Your goal: Gather every line of the items below that contains the string "target", treating uppercase and lowercase letters as distinct.

Dataset records:

-- begin --

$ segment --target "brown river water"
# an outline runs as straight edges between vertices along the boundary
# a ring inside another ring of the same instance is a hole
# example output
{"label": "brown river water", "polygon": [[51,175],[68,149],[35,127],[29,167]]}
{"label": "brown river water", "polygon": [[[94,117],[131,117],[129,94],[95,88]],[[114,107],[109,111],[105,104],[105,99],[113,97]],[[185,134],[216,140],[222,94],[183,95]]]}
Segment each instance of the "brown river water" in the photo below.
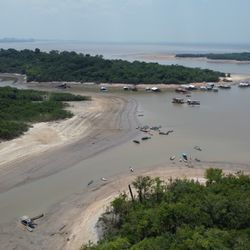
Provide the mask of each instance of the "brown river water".
{"label": "brown river water", "polygon": [[[126,142],[70,169],[1,193],[0,223],[23,214],[44,212],[73,193],[85,190],[90,180],[100,182],[101,177],[109,179],[128,173],[129,166],[141,170],[170,165],[173,155],[179,159],[186,153],[205,162],[250,166],[250,88],[233,86],[218,93],[194,92],[192,99],[201,102],[198,107],[174,105],[171,101],[176,96],[173,91],[130,93],[129,97],[138,103],[138,114],[143,115],[138,116],[141,125],[161,125],[162,131],[174,132],[168,136],[153,132],[150,140],[140,144]],[[137,139],[142,136],[145,135],[139,134]]]}

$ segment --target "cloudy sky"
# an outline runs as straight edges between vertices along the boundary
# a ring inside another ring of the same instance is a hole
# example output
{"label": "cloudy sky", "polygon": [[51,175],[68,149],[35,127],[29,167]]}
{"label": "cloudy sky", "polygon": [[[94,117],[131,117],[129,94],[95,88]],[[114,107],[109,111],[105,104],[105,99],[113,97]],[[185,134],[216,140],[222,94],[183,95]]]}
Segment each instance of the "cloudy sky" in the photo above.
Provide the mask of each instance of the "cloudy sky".
{"label": "cloudy sky", "polygon": [[0,0],[0,38],[250,43],[250,0]]}

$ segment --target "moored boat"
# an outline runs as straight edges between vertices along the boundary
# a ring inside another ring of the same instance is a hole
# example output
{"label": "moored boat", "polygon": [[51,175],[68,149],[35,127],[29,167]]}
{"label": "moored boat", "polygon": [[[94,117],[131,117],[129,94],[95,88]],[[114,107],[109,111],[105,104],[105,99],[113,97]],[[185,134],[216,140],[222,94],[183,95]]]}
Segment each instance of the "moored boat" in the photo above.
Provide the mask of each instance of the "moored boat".
{"label": "moored boat", "polygon": [[246,87],[250,87],[250,83],[241,82],[238,86],[239,86],[240,88],[246,88]]}
{"label": "moored boat", "polygon": [[187,100],[188,105],[200,105],[200,101]]}
{"label": "moored boat", "polygon": [[175,98],[173,98],[172,103],[184,104],[184,103],[185,103],[185,101],[184,101],[184,99],[183,99],[183,98],[178,98],[178,97],[175,97]]}

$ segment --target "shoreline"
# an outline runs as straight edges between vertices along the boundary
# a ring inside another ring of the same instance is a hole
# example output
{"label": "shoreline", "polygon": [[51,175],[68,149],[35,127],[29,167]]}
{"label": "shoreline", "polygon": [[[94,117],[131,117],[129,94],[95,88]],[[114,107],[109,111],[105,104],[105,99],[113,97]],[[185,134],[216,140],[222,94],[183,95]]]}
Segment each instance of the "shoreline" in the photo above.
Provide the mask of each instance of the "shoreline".
{"label": "shoreline", "polygon": [[[52,85],[49,86],[53,87]],[[74,88],[71,90],[76,91]],[[101,110],[99,110],[99,113],[97,112],[96,116],[85,117],[90,118],[88,128],[91,128],[86,136],[78,138],[79,140],[68,145],[58,146],[51,152],[48,150],[41,155],[36,155],[34,159],[7,164],[10,168],[4,172],[3,176],[0,175],[0,192],[68,169],[72,164],[80,161],[79,159],[73,160],[74,157],[79,157],[79,154],[81,154],[81,160],[88,159],[99,152],[133,138],[137,133],[134,130],[138,123],[136,120],[137,103],[132,98],[122,95],[117,97],[108,93],[105,95],[96,94],[95,98],[100,98],[103,102],[101,102]],[[74,152],[70,155],[72,159],[67,158],[68,150]],[[58,157],[62,159],[57,159]],[[65,163],[66,165],[63,165]],[[36,164],[38,165],[36,166]],[[135,168],[133,174],[110,177],[107,182],[99,181],[97,185],[91,188],[84,188],[81,192],[74,193],[70,197],[56,202],[48,211],[45,211],[45,217],[39,221],[38,228],[32,234],[26,230],[21,230],[14,220],[0,225],[0,239],[1,241],[3,239],[2,246],[4,249],[13,249],[17,246],[23,249],[34,249],[34,247],[35,249],[53,250],[77,249],[88,240],[97,240],[95,223],[99,215],[116,195],[123,190],[127,190],[127,184],[135,176],[145,174],[166,179],[170,176],[202,178],[205,168],[217,166],[233,172],[239,169],[247,170],[249,167],[248,165],[244,166],[244,164],[202,162],[196,163],[194,168],[188,168],[181,163],[152,166],[151,169],[138,172]],[[2,173],[1,167],[0,173]]]}
{"label": "shoreline", "polygon": [[[205,183],[204,174],[207,168],[209,168],[209,165],[205,164],[201,164],[195,168],[188,168],[184,165],[177,164],[174,166],[157,166],[152,169],[141,170],[137,173],[122,175],[119,178],[117,176],[113,177],[105,186],[94,189],[93,193],[90,194],[90,196],[93,197],[93,201],[83,209],[80,215],[81,219],[73,224],[71,232],[68,234],[68,241],[65,249],[80,249],[83,244],[87,244],[89,241],[97,243],[99,236],[96,225],[99,217],[110,206],[110,202],[120,193],[126,192],[129,195],[128,184],[131,184],[137,176],[148,175],[150,177],[160,177],[166,182],[169,178],[186,178]],[[222,169],[225,174],[235,173],[238,170],[236,166]],[[249,172],[246,173],[249,174]]]}

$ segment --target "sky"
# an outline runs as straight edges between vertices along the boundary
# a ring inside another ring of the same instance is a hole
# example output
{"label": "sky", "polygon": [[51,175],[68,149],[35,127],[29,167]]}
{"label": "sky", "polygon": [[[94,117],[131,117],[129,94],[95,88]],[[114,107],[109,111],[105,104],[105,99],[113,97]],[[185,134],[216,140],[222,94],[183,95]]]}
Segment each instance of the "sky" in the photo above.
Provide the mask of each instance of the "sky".
{"label": "sky", "polygon": [[250,44],[250,0],[0,0],[0,38]]}

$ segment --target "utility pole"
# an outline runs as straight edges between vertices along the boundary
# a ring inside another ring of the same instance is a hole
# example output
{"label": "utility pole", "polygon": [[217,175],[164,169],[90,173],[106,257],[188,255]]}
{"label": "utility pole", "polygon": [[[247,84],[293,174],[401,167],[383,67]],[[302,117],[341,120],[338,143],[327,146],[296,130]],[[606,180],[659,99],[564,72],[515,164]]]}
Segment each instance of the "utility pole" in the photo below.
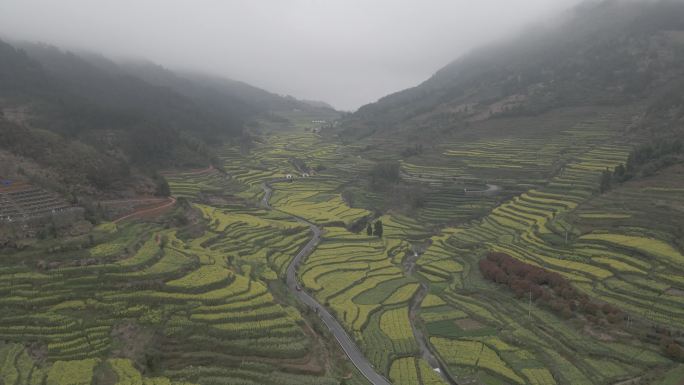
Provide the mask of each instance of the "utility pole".
{"label": "utility pole", "polygon": [[532,289],[530,289],[530,302],[527,305],[527,318],[532,319]]}

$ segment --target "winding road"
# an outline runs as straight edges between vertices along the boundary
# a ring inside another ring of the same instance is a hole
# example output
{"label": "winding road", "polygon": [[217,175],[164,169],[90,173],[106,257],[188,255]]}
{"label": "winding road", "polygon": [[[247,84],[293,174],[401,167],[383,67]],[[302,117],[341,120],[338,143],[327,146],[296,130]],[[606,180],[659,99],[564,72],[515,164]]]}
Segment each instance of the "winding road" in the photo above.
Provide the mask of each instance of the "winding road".
{"label": "winding road", "polygon": [[[261,205],[267,209],[271,208],[269,200],[273,194],[273,188],[271,183],[284,182],[286,179],[274,179],[269,182],[265,182],[261,185],[264,190],[264,197],[261,200]],[[311,254],[318,242],[321,240],[321,228],[315,224],[296,216],[292,216],[298,222],[304,223],[309,226],[313,237],[311,240],[297,253],[297,255],[292,259],[290,265],[287,267],[287,287],[290,291],[299,299],[302,303],[314,309],[316,314],[320,317],[321,321],[330,329],[330,332],[335,336],[335,339],[342,347],[342,350],[347,354],[351,362],[356,366],[356,368],[361,372],[361,374],[368,379],[368,381],[373,385],[391,385],[384,376],[378,373],[373,365],[366,359],[366,357],[361,352],[361,349],[356,345],[354,340],[347,334],[342,325],[333,317],[330,312],[323,307],[314,297],[301,290],[301,286],[297,281],[297,267],[302,259],[309,254]]]}

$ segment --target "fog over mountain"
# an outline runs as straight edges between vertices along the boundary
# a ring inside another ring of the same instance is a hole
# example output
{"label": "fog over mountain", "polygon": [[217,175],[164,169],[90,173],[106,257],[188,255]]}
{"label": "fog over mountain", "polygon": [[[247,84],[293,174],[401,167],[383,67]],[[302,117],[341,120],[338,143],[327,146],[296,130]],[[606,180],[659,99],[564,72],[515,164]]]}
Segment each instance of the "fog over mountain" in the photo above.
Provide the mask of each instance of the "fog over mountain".
{"label": "fog over mountain", "polygon": [[145,58],[353,110],[577,0],[3,0],[0,36]]}

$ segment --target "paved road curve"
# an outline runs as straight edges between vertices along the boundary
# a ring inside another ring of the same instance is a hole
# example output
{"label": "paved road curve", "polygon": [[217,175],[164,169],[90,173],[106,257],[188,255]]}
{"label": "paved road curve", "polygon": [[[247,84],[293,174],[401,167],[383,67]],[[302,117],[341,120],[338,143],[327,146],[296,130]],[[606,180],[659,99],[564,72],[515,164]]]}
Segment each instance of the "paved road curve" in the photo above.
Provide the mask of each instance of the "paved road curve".
{"label": "paved road curve", "polygon": [[[282,181],[285,180],[276,179],[270,182],[266,182],[262,185],[262,188],[264,190],[264,197],[261,201],[262,206],[266,208],[271,208],[270,204],[268,203],[268,201],[271,199],[271,194],[273,193],[273,189],[271,188],[270,183]],[[321,229],[315,224],[306,221],[305,219],[294,216],[293,218],[297,219],[297,221],[301,223],[308,225],[311,229],[311,232],[313,233],[313,237],[311,237],[311,240],[299,251],[299,253],[297,253],[294,259],[292,259],[292,262],[290,262],[290,265],[287,267],[287,287],[302,303],[314,309],[314,311],[318,314],[323,323],[325,323],[328,329],[330,329],[330,332],[335,336],[335,339],[337,340],[337,342],[339,342],[340,346],[342,347],[342,350],[344,350],[344,352],[347,354],[347,356],[354,364],[354,366],[356,366],[356,368],[361,372],[361,374],[363,374],[364,377],[368,379],[368,381],[370,381],[371,384],[391,385],[391,383],[385,377],[383,377],[375,371],[373,365],[371,365],[371,363],[366,359],[366,357],[361,352],[361,349],[359,349],[354,340],[352,340],[351,337],[349,337],[347,332],[344,330],[342,325],[340,325],[340,323],[337,322],[335,317],[333,317],[332,314],[328,312],[328,310],[321,306],[321,304],[319,304],[308,293],[306,293],[303,290],[297,290],[297,287],[301,287],[299,286],[299,282],[297,281],[297,266],[299,266],[299,263],[302,261],[302,258],[311,254],[318,245],[318,242],[320,242]]]}

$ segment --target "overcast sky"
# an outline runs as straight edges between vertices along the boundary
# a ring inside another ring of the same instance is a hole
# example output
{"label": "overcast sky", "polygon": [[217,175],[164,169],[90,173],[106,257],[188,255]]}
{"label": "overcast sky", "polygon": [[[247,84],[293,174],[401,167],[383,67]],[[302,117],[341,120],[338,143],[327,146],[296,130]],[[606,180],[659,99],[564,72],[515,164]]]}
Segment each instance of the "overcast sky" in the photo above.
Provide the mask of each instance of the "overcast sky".
{"label": "overcast sky", "polygon": [[578,0],[0,0],[0,35],[356,109]]}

-- end --

Output of the exercise:
$ segment --target "brown river water"
$ segment --target "cloudy sky"
$ segment --target "moored boat"
$ segment --target "shoreline"
$ segment --target "sky"
$ segment --target "utility pole"
$ segment --target "winding road"
$ segment --target "fog over mountain"
$ segment --target "paved road curve"
$ segment --target "overcast sky"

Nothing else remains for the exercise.